SHORT PROBLEM 1 | Reproduce the development environment setup guide starting with "Once you have" and going on through "work on hi-ml-cpath.", swapping each "VSCode" for "Visual Studio Code".
SHORT PROBLEM 2 | According to the development environment setup guide, why is WSL recommended on Windows?

ARTICLE |
────────────────────────────────────────
Setting up the Development Environment

Development environment

We suggest using Visual Studio Code (VSCode), available for multiple platforms here. On Windows system, we recommend using WSL, the Windows Subsystem for Linux, because some PyTorch features are not available on Windows. Inside VSCode, please install the extensions that are recommended for this project - they are available in .vscode/extensions.json in the repository root.

Opening the repository

Once you have the repository on your computer, you can open either all projects at once or individual projects separately in VSCode.

To open all projects at once, use VSCode’s “Open Workspace from File”, and select himl-projects.code-workspace.
To open individual projects, use VSCode’s “Open Folder”, and select one of the folders hi-ml-azure, hi-ml, or hi-ml-cpath

Creating a Conda environment

Different projects in this repository use different Conda environments:

The himl Conda environment should be used for work on the hi-ml and hi-ml-azure projects.
The HimlHisto Conda environment should be used for work on hi-ml-cpath.

Please select the right Python interpreter for your project (or all projects if using the himl-projects workspace) inside VSCode, by choosing “Python: Select Interpreter” from the command palette (Ctrl-Shift-P on VSCode for Windows)

To create the Conda environment himl, please use either

conda env create --file hi-ml/environment.yml

or use make in the repository root folder:

make env

Please see the project-specific README files for instructions how to set up the other Conda environments.

Installing `pyright`

We are using static typechecking for our code via mypy and pyright. The latter requires a separate installation outside the Conda environment. For WSL, these are the required steps (see also here):

curl -o- https://raw.githubusercontent.com/nvm-sh/nvm/v0.38.0/install.sh | bash

Close your terminal and re-open it, then run:

nvm install node
npm install -g pyright

Using specific versions of `hi-ml` in your Python environments

If you’d like to test specific changes to the hi-ml package in your code, you can use two different routes:

You can clone the hi-ml repository on your machine, and use hi-ml in your Python environment via a local package install:

pip install -e <your_git_folder>/hi-ml

You can consume an early version of the package from test.pypi.org via pip:

pip install --extra-index-url https://test.pypi.org/simple/ hi-ml==0.1.0.post165

If you are using Conda, you can add an additional parameter for pip into the Conda environment.yml file like this:

name: foo
dependencies:
  - pip=20.1.1
  - python=3.7.3
  - pip:
      - --extra-index-url https://test.pypi.org/simple/
      - hi-ml==0.1.0.post165

Common things to do

The repository contains a makefile with definitions for common operations.
────────────────────────────────────────
SUPPLIED MATERIAL |
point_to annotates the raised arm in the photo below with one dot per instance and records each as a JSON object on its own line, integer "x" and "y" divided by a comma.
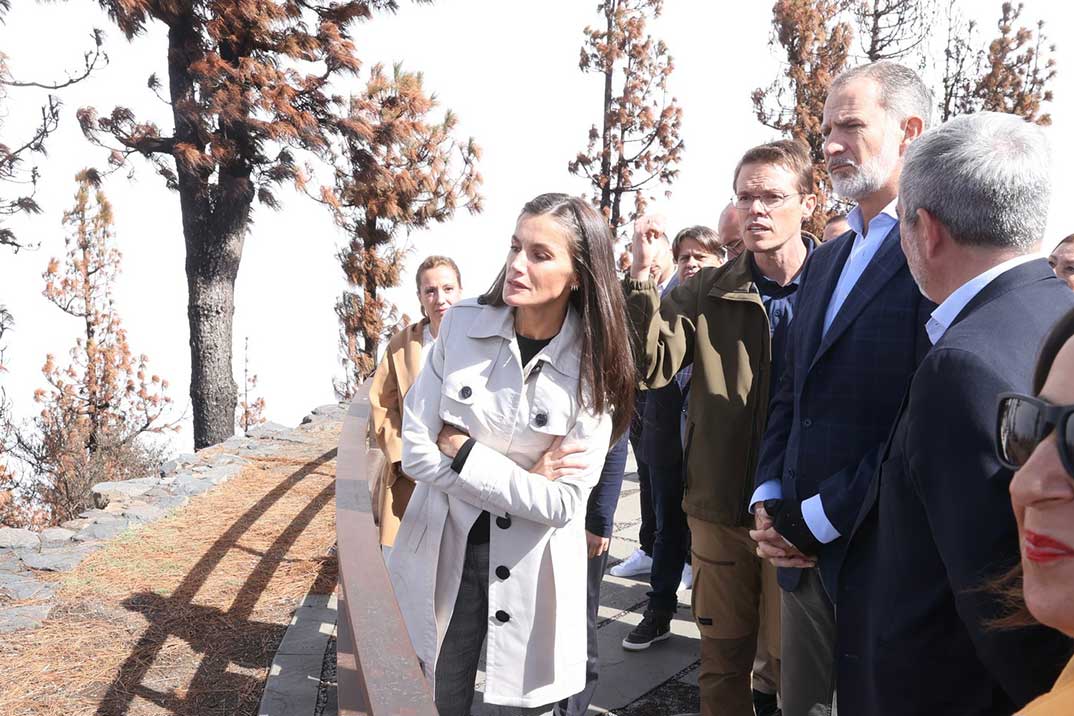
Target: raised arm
────────────────────────────────────────
COMPLETE ANSWER 1 |
Once you have the repository on your computer, you can open either all projects at once or individual projects separately in Visual Studio Code.

To open all projects at once, use Visual Studio Code’s “Open Workspace from File”, and select himl-projects.code-workspace.
To open individual projects, use Visual Studio Code’s “Open Folder”, and select one of the folders hi-ml-azure, hi-ml, or hi-ml-cpath

Creating a Conda environment

Different projects in this repository use different Conda environments:

The himl Conda environment should be used for work on the hi-ml and hi-ml-azure projects.
The HimlHisto Conda environment should be used for work on hi-ml-cpath.

COMPLETE ANSWER 2 | Some PyTorch features are not available on Windows.